— start of Information given —

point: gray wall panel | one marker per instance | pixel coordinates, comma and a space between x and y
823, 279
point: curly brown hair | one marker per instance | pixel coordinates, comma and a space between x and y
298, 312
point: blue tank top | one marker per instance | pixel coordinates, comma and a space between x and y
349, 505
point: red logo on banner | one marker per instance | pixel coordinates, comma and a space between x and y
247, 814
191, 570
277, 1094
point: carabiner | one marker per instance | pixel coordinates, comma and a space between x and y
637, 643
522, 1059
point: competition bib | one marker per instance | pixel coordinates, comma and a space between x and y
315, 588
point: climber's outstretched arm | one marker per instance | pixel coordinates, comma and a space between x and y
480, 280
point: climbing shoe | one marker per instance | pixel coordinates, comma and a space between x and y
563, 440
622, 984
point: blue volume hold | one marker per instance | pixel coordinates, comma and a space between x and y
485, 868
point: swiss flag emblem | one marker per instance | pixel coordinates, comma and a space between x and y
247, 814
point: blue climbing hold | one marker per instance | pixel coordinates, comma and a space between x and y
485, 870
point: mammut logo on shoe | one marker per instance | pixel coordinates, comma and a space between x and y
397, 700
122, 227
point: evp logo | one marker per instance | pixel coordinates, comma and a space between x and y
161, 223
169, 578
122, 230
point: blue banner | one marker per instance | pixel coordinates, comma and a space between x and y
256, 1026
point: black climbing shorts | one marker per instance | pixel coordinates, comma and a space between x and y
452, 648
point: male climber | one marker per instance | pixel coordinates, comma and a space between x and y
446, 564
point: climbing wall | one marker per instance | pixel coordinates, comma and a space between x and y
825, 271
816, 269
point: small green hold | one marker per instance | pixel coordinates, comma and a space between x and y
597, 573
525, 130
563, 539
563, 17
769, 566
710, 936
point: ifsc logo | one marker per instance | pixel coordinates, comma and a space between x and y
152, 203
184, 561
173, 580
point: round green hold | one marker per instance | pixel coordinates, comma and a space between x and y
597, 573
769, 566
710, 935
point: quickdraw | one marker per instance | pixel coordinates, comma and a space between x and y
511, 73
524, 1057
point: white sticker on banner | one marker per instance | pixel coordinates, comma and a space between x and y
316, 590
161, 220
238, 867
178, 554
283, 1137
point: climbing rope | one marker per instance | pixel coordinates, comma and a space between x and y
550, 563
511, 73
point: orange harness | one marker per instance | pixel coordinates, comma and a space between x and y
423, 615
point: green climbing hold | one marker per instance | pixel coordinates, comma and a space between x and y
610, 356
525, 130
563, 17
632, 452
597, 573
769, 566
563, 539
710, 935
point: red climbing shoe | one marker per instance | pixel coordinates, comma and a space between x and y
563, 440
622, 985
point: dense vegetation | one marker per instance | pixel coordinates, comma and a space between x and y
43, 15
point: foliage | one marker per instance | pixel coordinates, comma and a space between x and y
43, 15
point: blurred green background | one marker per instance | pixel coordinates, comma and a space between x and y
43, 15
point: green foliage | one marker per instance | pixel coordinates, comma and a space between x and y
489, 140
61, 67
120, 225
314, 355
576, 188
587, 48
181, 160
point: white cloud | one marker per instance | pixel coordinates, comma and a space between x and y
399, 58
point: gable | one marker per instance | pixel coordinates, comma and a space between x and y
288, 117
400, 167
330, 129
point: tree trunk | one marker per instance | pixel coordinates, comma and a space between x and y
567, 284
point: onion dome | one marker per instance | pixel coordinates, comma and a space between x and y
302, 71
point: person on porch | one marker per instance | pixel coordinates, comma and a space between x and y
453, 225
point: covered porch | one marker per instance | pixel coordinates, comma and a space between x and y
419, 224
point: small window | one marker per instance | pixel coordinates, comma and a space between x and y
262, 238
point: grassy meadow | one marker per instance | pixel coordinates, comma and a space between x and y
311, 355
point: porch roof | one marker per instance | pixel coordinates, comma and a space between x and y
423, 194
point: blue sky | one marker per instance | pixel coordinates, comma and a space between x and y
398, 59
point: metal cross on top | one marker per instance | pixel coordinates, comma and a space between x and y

— end of Information given —

• Set exercise: Swap "pixel coordinates" for "image coordinates" throughout these lines, and leave everything else the same.

• Correct output:
point: gray wall panel | one marker per instance | image coordinates, comma and a space between x and y
823, 279
point: curly brown hair | one marker per instance | image coordinates, comma and a space between x and y
298, 312
point: blue tank top | one marker per instance | image coordinates, comma and a space between x and y
349, 505
point: red logo on banner | one marker per instance | image coordinates, comma and a space between x and y
247, 814
191, 570
277, 1094
point: carabiner | one marker per instance | image coordinates, comma and a space between x and y
637, 643
522, 1059
point: competition bib | one marker per instance | image coordinates, comma and a space between x and y
315, 588
point: climber's outstretched arm | one marker per instance | image coordinates, comma and a space between x and y
480, 280
point: climbing shoe | one marker per instance | image coordinates, comma and a space between x and y
563, 440
622, 984
point: blue volume hold | one marker per instance | image coordinates, comma and a space between x and y
485, 868
point: swiss flag emblem | one marker per instance | image coordinates, comma and a space between x and y
247, 814
point: blue climbing hold | one marker per instance | image coordinates, comma and a space between x and y
485, 870
point: mammut logo on shoe | one marker per instance | image coordinates, comma and a space between x and y
397, 700
122, 227
point: evp logo | one marker per instance | image coordinates, comma and a space between x and y
161, 223
169, 578
122, 230
point: blue banner | one marker per instance | image coordinates, comma and a space between x and y
256, 1026
point: black climbing shorts | one marker per instance | image coordinates, comma and a space between x and y
452, 648
point: male climber | one marker per instance | image coordinates, comma and a space between x and y
446, 564
point: climbing wall | one marker per instance | image coordinates, comma and a space between x and y
825, 271
816, 269
point: small green hold | one marker per instance | image coordinates, comma and a space between x and y
597, 573
525, 130
563, 539
563, 17
769, 566
710, 936
point: ifsc logo | one marker per instance | image coordinates, comma and a space between x and y
152, 203
184, 561
173, 580
point: round green hold | one marker per instance | image coordinates, comma and a space between x and y
597, 573
769, 566
710, 935
point: quickdraw | one marker per instance | image coordinates, comma and a space between x and y
511, 73
524, 1057
point: white sticker on banner | one marker per instance | image coordinates, comma and a space between x and y
316, 590
161, 220
238, 867
178, 554
283, 1137
point: climbing rope | one marker per instance | image coordinates, comma and a space between x and y
550, 563
511, 73
point: orange harness | one marker per instance | image coordinates, comma and a space between x and y
423, 615
point: green climbing hold | one marker per instance | image coordinates, comma and a space between x and y
610, 356
525, 130
563, 17
632, 452
597, 573
769, 566
563, 539
710, 935
point: red climbing shoe | one marker per instance | image coordinates, comma and a space between x and y
563, 440
622, 985
point: dense vegetation | one marker per instance | image coordinates, comma and a space between x and y
43, 15
point: foliage | one marker per instance | image coordinates, comma and a space between x and y
43, 15
point: blurred green background | one marker per instance | image coordinates, comma and a space between x and y
43, 15
point: green foliage | one marker per instance | image coordinates, comma and a space between x and y
489, 140
61, 67
120, 225
314, 355
576, 188
587, 48
181, 160
point: white cloud | one marker per instance | image coordinates, comma and a space between x and y
399, 58
point: gable | one marker per instance | image coordinates, comma and a space between x and y
288, 117
400, 167
330, 129
point: tree trunk | one marker per instance | image coordinates, comma and a space between x and y
567, 284
point: onion dome | one marker per instance | image coordinates, comma and a space between x and y
302, 71
point: person on porch | one marker per instance | image coordinates, comma and a space between x and y
453, 225
point: covered porch | one marker per instance | image coordinates, comma and a space between x and y
419, 224
point: small window | one marker per instance | image coordinates, comma and a space between x and y
262, 238
point: grassy meadow | one marker per instance | image coordinates, comma and a space between x and y
311, 355
point: porch roof | one marker per instance | image coordinates, comma and a space between x and y
423, 194
point: blue sky | one marker per instance | image coordinates, comma and a space between x and y
398, 59
point: metal cross on top | one marker per instance | image coordinates, comma and a space between x and y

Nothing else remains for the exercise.